Aim of the exercise:
Take the line that contains "Target: bed" as the first line and the final line of the records as the last; return exactly those lines and the lines between.

┌─ Stored data

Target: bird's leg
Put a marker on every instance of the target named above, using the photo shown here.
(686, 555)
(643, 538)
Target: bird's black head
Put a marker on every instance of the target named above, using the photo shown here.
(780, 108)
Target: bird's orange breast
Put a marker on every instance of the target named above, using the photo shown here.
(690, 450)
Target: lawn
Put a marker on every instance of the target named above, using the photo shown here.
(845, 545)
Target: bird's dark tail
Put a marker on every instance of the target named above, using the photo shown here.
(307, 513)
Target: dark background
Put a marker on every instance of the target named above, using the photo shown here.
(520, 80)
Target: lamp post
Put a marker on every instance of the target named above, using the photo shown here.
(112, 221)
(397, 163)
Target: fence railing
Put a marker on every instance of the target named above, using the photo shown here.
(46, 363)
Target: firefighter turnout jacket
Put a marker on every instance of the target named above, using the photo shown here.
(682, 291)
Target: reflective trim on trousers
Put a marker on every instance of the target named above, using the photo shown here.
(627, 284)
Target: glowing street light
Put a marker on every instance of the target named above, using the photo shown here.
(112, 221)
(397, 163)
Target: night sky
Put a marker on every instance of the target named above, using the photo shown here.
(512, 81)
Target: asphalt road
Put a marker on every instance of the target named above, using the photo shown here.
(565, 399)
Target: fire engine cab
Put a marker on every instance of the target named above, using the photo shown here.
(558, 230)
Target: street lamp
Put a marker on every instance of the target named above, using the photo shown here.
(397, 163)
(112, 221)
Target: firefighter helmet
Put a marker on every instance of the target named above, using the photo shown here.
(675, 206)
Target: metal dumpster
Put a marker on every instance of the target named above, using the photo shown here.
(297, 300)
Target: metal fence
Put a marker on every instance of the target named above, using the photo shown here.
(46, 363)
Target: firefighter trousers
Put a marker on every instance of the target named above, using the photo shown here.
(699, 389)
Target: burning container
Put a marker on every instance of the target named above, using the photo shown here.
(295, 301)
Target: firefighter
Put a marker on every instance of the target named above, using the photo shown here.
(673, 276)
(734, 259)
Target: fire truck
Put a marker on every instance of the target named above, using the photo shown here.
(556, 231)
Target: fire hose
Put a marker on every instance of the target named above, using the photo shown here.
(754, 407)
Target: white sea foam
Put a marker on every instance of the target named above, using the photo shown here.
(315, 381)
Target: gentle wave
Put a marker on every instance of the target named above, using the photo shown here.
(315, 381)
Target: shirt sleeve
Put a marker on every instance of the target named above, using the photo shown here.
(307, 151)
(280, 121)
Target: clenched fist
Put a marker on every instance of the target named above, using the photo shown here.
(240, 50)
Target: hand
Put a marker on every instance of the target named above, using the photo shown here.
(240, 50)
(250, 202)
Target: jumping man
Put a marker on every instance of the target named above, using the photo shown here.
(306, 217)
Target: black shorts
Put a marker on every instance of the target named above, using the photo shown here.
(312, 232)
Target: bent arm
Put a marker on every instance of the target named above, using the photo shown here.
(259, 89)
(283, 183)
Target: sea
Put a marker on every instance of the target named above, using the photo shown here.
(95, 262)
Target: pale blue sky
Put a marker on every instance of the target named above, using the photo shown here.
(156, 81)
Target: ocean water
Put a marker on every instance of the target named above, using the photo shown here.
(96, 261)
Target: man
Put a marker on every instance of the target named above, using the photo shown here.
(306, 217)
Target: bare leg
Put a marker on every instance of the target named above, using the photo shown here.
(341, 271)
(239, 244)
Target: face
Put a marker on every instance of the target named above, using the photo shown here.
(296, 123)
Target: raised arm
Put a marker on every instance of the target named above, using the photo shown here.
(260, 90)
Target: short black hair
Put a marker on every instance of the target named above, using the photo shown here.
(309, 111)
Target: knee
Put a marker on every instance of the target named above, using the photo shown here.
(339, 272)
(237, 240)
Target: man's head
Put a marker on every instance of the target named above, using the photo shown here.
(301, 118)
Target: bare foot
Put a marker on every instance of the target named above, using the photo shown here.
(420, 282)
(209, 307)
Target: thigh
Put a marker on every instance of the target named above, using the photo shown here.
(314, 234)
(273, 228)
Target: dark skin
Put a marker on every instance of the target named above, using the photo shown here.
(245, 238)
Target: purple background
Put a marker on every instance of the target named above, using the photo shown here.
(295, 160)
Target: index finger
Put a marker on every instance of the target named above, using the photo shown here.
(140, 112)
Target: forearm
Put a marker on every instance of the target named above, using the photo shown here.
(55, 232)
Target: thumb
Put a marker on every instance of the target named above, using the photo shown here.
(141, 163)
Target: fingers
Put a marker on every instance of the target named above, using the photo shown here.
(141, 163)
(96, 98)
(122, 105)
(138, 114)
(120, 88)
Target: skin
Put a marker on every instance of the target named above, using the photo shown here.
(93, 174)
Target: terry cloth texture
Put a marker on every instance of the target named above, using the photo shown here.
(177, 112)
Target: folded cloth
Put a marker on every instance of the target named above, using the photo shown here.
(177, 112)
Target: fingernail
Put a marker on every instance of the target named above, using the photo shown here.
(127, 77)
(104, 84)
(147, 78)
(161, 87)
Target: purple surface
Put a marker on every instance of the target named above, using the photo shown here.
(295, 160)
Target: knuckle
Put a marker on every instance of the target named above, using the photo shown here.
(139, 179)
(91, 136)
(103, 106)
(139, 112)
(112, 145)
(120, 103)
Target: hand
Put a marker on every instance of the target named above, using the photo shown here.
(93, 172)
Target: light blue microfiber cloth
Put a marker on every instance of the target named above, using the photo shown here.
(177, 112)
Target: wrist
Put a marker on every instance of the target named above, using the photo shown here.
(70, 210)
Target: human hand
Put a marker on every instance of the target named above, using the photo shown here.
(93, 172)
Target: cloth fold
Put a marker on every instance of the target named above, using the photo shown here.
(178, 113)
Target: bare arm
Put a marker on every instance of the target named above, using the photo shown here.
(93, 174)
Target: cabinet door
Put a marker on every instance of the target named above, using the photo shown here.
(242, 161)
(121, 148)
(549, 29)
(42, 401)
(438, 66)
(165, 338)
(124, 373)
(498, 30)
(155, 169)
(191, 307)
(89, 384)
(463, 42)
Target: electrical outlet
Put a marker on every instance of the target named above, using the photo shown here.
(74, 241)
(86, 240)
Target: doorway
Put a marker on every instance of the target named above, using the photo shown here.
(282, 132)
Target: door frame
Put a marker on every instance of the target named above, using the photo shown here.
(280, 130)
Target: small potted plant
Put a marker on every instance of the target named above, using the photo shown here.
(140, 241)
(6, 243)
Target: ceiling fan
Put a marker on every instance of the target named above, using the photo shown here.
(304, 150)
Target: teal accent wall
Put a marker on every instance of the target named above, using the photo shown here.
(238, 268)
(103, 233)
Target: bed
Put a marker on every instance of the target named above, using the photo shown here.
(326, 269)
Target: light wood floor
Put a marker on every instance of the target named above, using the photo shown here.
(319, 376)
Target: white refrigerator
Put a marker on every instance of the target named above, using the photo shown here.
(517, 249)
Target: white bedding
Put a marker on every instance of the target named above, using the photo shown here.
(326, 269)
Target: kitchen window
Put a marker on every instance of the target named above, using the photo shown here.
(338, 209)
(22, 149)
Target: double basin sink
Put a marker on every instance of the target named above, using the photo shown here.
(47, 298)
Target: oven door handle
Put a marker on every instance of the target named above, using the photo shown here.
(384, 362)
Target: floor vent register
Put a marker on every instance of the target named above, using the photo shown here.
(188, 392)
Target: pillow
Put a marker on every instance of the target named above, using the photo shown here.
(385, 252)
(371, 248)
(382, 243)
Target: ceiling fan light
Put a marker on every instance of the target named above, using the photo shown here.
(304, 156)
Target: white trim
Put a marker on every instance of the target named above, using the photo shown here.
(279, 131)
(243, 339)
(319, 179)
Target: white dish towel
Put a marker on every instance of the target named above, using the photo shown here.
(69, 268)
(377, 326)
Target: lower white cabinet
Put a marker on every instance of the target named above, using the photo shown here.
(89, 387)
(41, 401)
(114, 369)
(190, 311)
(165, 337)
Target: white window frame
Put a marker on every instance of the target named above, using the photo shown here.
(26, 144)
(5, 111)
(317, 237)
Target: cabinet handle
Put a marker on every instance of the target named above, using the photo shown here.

└─

Answer in full:
Target: bed
Put a marker on every instance of the target named above, using the photo shown here.
(326, 269)
Target: light wood floor
Put a marker on every instance of the target named above, using the photo shown here.
(319, 376)
Target: white refrigerator
Put a marker on every instance of the target named above, using the photo shown here.
(517, 249)
Target: white bedding
Put a marker on every instance of the target named above, using the photo shown here.
(326, 269)
Target: kitchen window
Put a marker on every instance of the target named above, using the photo shown here.
(338, 209)
(22, 149)
Target: double basin sink
Put a marker on every instance of the target named above, using the photo shown here.
(47, 298)
Target: oven door handle
Put a marker on every instance of the target named above, using the photo shown here.
(384, 362)
Target: floor vent register
Put a marker on every instance of the target named above, using the photo shown here.
(188, 392)
Target: pillow
Put a marker on every instance of the target named above, using the photo shown here.
(385, 252)
(371, 248)
(382, 243)
Target: ceiling fan light
Put a marker on every instance of the target named above, using the photo shown here.
(304, 156)
Target: white trim
Put a marker on every instance of the target named above, using the photo shown here.
(279, 131)
(243, 339)
(319, 179)
Target: white dish towel
Put a marker on every instance of the target named above, using the photo shown here.
(69, 268)
(377, 326)
Target: lower white cabinet
Put a marker on every instance of the target named above, using the photo shown here.
(89, 387)
(41, 401)
(114, 369)
(190, 311)
(165, 337)
Target: white window frame
Put a marker on every instance of the target named above, using the photo shown here.
(26, 144)
(5, 111)
(317, 237)
Target: cabinet handle
Put a marker on every instance of the target named above, using the photo shown here.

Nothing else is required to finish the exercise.